== Quoted passage

In line with our advice on continuing to make travel plans for study visits later in the year, if you do have any such plans, we would advise you to submit an application for RTSG based on estimated costs by the 7 April deadline. That way, you will have a chance of securing support if the travel can go ahead.

We will endeavour to be as flexible as we can be with regards to justifiable changes to the dates and costings of study visits for which funding has already been approved. As noted already, we will be discussing with the AHRC whether it may be possible to relax the normal rules which preclude study visits in the last 3 months of your funded period or later. If the rules are changed we will of course let you know.

As such, please do not be concerned that your application will be invalidated simply because the dates and costs of a study visit are likely to change. Do apply in good time if you can.

However, please do refrain from booking and paying for any travel or accommodation in relation to your applications until you can be sure that you will be able to travel, and we can be sure that the AHRC will allow us to grant you RTSG support.

If you have already booked and paid for any travel or accommodation using an RTSG allocation, or on the basis of a confirmed RTSG allocation which has not yet been paid, we would ask you, if at all possible, to maintain your bookings until providers cancel, or travel is blocked by the appropriate authorities. We would also ask you to claim refunds or credit notes from providers, and to make travel insurance claims if refunds or credit notes are not forthcoming. Please contact us to discuss whether it would be better to return any refunds to the DTP, or rather to repurpose them for a delayed study visit later in the year.

====
== Given information

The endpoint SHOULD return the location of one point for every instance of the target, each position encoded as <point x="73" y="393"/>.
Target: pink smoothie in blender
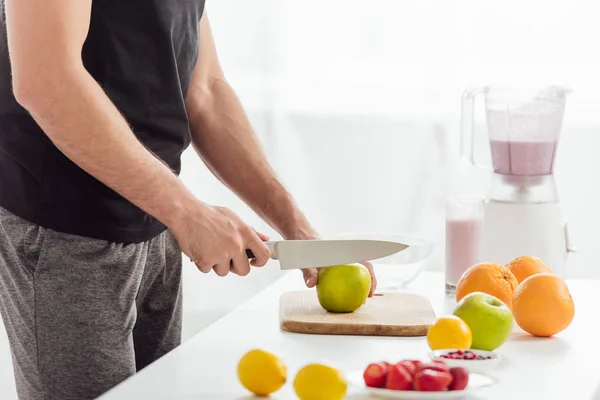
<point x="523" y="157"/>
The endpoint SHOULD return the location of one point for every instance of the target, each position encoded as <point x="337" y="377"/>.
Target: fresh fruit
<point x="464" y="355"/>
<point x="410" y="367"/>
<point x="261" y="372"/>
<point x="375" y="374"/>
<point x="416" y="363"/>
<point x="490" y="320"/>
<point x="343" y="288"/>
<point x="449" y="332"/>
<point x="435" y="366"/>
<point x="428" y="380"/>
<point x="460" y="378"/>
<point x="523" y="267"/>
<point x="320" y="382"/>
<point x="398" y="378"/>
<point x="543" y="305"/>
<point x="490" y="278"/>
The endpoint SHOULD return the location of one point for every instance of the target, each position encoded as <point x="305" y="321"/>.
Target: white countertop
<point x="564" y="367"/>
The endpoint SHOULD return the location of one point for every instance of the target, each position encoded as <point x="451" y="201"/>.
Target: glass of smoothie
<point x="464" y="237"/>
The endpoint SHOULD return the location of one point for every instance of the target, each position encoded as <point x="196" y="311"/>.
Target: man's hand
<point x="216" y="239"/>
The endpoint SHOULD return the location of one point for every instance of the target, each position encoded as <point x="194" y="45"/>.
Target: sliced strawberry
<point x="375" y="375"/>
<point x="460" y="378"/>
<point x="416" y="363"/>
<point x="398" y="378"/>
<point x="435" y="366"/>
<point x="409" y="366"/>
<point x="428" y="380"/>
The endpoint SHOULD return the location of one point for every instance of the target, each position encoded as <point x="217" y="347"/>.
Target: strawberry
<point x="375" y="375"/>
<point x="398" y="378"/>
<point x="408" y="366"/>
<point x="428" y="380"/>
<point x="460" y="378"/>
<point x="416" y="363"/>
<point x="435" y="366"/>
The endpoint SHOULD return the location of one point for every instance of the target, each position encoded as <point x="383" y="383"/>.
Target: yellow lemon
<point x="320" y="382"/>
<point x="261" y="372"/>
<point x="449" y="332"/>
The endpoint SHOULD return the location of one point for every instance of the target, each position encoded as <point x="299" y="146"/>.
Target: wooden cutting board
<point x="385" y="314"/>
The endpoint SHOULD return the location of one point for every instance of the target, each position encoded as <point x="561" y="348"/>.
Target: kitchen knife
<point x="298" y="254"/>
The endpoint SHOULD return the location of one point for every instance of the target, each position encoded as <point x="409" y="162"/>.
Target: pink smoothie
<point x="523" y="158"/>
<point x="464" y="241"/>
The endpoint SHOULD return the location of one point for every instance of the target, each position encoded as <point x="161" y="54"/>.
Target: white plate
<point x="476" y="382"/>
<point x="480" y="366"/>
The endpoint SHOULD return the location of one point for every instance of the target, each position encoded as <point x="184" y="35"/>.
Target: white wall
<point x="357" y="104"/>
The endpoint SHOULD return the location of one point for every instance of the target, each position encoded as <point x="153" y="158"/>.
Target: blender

====

→ **Description of the task**
Rewrite the paragraph of the RTSG guidance that begins "If you have already booked" as a short list, keeping its main facts. The entries have no role in what is asked here.

→ **Your response**
- Applies to travel or accommodation already booked and paid for with an RTSG allocation, or on the basis of a confirmed RTSG allocation not yet paid.
- If at all possible, keep those bookings until providers cancel or the appropriate authorities block travel.
- Claim refunds or credit notes from providers.
- If refunds or credit notes are not forthcoming, make travel insurance claims.
- Get in touch to discuss whether any refunds should be returned to the DTP or repurposed for a delayed study visit later in the year.